REPLY FROM GOVERNMENT, ANSWERS TO THE  14 QUESTIONS

 

 

Dear Ms. Finley:

 

Re: Canada Saskatchewan Water Supply Expansion Program

 

We are responding to your June 20, 2006  electronic mail which includes fourteen questions regarding the role of the Canada-Saskatchewan Water Supply Expansion Program (CSWSEP) in a study to determine the feasibility of a dam on the North Saskatchewan River near North Battleford.

 

As you may know, we are the co-chairs of the Program Working Group (PWG) that is responsible to manage the CSWSEP. Larry is Technical Director, Prairie Central Region with Agriculture and Agri-Food Canada – PFRA. Bryan is Acting Vice President of the Operations Division with the Saskatchewan Watershed Authority. Other PWG members are from Western Economic Diversification Canada, Agriculture and Agri-Food Canada, Saskatchewan Agriculture and Food and SaskWater The PWG ensures CSWSEP objectives are met by reviewing and evaluating applications submitted for funding..

 

The PWG received an application for funding under the CSWSEP, Tier 3 – Strategic Initiatives component of the Program, from a proponent group called the “North Sask River Water Resource Committee (NSRWRC)”. Their proposal requested funds to conduct a preliminary feasibility study into multi-purpose water storage/usage options on the North Saskatchewan River in the North Battleford region. The PWG approved the proposal and the NSRWRC is now developing detailed study Terms of Reference and will initiate a tendering process for selecting a consultant to undertake the work.

 

The following are responses to the fourteen questions included in your June 20 electronic mail. These responses are based on information available at this time which includes information provided by the NSRWRC in their application to the CSWSEP.

 

(1) What are the terms of reference for the preliminary feasibility study?

 

The detailed terms of reference are currently under development by the NSRWRC at the time of this writing.

 

Both AAFC-PFRA and the Saskatchewan Watershed Authority have offered to provide advice to the NSRWRC to help develop the terms of reference for the study and to help oversee the work of the consultant selected to undertake the study. It is anticipated the consultant will use existing information, including previous studies, as much as possible as you have suggested.

 

The NSRWRC will be providing the terms of reference to the PWG when they become available.

 

(2) Specifically who is doing the preliminary feasibility study? and please provide details of the process through which they are the ones doing the study.

 

In accordance with federal and provincial contracting guidelines the NSRWRC is required to undertake a competitive process to select a consultant. Based on estimated cost of the feasibility study the NSRWRC is required to publicly advertise their intention to hire a consultant.

 

As co-chairs of PWG we are not managing the feasibility study nor are we responsible for implementing any aspects of any one of the many studies supported under the CSWSEP. The NSRWRC is responsible to coordinate all aspects of their study including public meetings and communications.

 

(3) When and where are the public meetings?
------------------------------------
• **DIRECTIVES**:
1 – Summarize the letter in two sentences.
2 – What position does Bryan hold, according to the letter?
3 – Reproduce the passage of the letter starting with "(2) Specifically who" and going on through "meetings and communications.".

• **INFORMATION SHOWN**:
------------------------------------
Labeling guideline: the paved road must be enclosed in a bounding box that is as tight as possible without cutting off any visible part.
------------------------------------
• **ANSWERS FOR THIS EXERCISE**:
1 – The co-chairs of the Program Working Group that manages the Canada-Saskatchewan Water Supply Expansion Program explain that the group approved an application from the North Sask River Water Resource Committee for funds to conduct a preliminary feasibility study of multi-purpose water storage/usage options on the North Saskatchewan River in the North Battleford region. The committee is still developing the study's terms of reference, must select a consultant through a competitive, publicly advertised process, and is responsible for coordinating all aspects of the study, including public meetings and communications.

2 – He is Acting Vice President of the Operations Division with the Saskatchewan Watershed Authority.

3 –
(2) Specifically who is doing the preliminary feasibility study? and please provide details of the process through which they are the ones doing the study.

 

In accordance with federal and provincial contracting guidelines the NSRWRC is required to undertake a competitive process to select a consultant. Based on estimated cost of the feasibility study the NSRWRC is required to publicly advertise their intention to hire a consultant.

 

As co-chairs of PWG we are not managing the feasibility study nor are we responsible for implementing any aspects of any one of the many studies supported under the CSWSEP. The NSRWRC is responsible to coordinate all aspects of their study including public meetings and communications.